(Problems):
1 > Reproduce the part of the comments on the Eternals film starting with "The thing that" and going on through "Problem pre-emptively solved.".
2 > In the comments on the Eternals film, what length did someone suggest the story should have had as a Disney+ series?

(Excerpt provided):
I’m assuming the laughable moment (open to question) is Spite’s decision to go with Icarus because she has the hots for him. Neil Gaiman (I think it was his run) dealt with this potentially thorny issue by having Sprite (as a male) enchant the other Eternals into thinking they were human (?), so he could grow older and get laid. It’s hard being thousands of years old, yet in the body of a child. In the movie, she uses illusion magic to appear in her twenties.
I thought it was… fine? I didn’t like the massive infodump of names and roles we got right at the beginning, I thought there were too many characters and we didn’t get enough time with most of them. Ikarus’s main personality trait being ‘lacking a personality’ was definitely a choice. It means I in no way bought the relationship between him and Sersi.
The film was both too long and yet not long enough. I saw someone suggest that it should possbly have been a 6 hour Disney+ series, and that would have allowed us to get more invested in each of them before the main plot kicked off. I see why you can’t do that for a film you’re selling to people who haven’t done the homework beforehand, but still.
The thing that got me most was the ultimate conceit of the film, the ‘decision’ that they were supposed to all make at the end, and I just… don’t get it. Why didn’t giant-head-not-Galactus from the opening text not just recall them after they reported all the Deviants had been destroyed? What was the point of leaving them on Earth for 500 years? There’s more to it, but I can’t go into it without spoilers. But still. WHY NOT JUST RECALL THEM? Problem pre-emptively solved.

(Supplied data):

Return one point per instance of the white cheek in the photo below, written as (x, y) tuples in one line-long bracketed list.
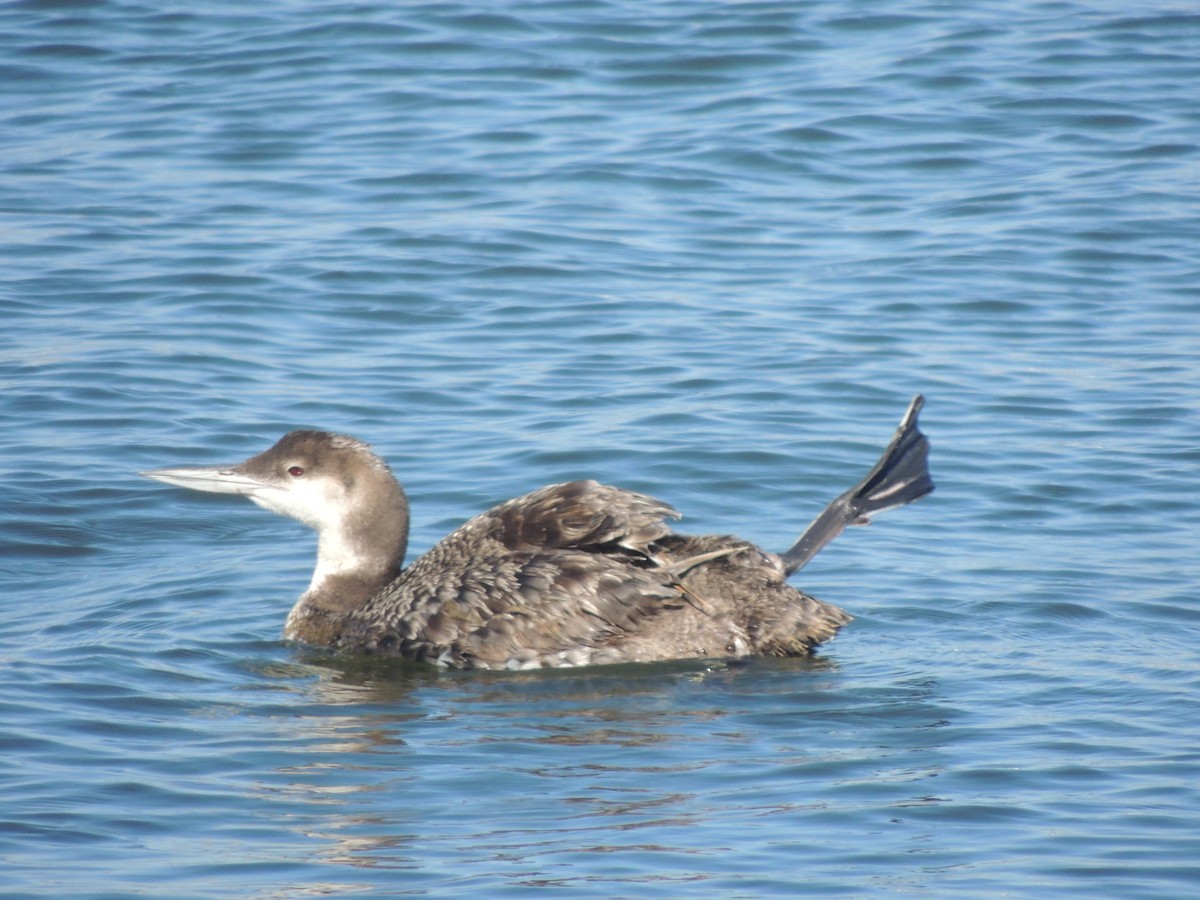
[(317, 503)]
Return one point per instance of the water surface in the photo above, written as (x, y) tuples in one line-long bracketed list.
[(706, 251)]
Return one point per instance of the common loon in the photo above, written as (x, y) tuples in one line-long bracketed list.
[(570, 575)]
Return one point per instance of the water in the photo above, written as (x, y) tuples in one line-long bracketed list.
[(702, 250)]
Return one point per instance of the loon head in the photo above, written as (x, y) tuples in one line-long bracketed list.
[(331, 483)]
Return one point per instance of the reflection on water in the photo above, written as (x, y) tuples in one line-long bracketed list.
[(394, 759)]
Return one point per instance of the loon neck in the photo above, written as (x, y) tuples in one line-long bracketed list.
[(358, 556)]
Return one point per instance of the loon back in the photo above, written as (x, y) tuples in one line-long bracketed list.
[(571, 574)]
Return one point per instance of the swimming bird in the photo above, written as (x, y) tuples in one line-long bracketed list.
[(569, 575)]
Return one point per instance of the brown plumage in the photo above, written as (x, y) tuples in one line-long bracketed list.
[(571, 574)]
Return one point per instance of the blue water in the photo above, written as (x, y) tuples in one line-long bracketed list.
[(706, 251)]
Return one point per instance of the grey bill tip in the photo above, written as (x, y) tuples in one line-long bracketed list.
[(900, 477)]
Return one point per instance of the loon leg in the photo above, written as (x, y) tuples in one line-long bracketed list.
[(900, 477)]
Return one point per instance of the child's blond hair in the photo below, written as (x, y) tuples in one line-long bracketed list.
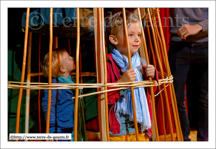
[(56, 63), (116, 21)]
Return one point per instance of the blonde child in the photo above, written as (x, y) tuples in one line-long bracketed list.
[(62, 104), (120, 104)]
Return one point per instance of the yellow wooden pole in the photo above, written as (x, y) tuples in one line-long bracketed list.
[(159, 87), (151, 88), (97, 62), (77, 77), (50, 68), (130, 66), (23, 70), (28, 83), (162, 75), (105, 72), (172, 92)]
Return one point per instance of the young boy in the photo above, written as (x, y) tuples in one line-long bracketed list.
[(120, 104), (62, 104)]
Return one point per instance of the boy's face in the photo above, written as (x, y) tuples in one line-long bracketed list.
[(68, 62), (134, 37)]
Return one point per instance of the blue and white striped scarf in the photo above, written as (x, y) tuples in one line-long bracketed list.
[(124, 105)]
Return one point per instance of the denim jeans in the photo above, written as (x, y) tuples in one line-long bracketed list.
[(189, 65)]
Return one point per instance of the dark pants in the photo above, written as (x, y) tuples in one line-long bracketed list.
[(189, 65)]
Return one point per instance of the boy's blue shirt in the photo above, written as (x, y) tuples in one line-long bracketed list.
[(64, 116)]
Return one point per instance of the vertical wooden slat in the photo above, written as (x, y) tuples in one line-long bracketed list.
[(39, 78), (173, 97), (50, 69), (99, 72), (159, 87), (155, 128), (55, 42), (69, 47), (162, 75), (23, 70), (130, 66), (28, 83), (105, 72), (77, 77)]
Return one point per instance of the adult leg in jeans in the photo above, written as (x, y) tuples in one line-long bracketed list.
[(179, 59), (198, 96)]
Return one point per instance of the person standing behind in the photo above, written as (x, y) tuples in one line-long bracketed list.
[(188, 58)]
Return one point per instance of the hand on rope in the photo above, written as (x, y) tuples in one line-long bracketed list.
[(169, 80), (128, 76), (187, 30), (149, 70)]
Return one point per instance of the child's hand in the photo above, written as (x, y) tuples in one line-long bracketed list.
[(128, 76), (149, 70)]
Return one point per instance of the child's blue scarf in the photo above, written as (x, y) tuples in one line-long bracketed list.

(In response):
1 >
The thing that got me most was the ultimate conceit of the film, the ‘decision’ that they were supposed to all make at the end, and I just… don’t get it. Why didn’t giant-head-not-Galactus from the opening text not just recall them after they reported all the Deviants had been destroyed? What was the point of leaving them on Earth for 500 years? There’s more to it, but I can’t go into it without spoilers. But still. WHY NOT JUST RECALL THEM? Problem pre-emptively solved.

2 > 6 hours.